Annotation data based on points
╔══
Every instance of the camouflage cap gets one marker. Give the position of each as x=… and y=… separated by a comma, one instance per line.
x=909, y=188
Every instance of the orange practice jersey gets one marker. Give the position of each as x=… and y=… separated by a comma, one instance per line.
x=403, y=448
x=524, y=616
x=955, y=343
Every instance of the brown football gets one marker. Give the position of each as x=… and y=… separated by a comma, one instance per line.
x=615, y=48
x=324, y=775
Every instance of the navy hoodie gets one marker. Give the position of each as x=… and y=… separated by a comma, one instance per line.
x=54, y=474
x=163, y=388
╚══
## Written task
Could you turn every line of the records above into a numbered list, leaving out any blank lines?

## Solution to the problem
1. Every instance of the camouflage cap gets one marker. Give the position of each as x=… and y=… separated by a comma, one instance per line.
2. x=909, y=188
3. Every instance of the orange practice jersey gets one marker. Give the position of each as x=… and y=… separated by a comma, one instance per line.
4. x=403, y=448
5. x=524, y=616
6. x=955, y=343
7. Every instance of the brown football gets one marker. Give the position of each as x=… and y=… separated by a comma, one instance per line.
8. x=615, y=48
9. x=324, y=775
10. Every instance of the navy hoodie gets one marker. Give the position of each as x=… and y=… separated by a comma, one instance per line.
11. x=54, y=474
12. x=163, y=388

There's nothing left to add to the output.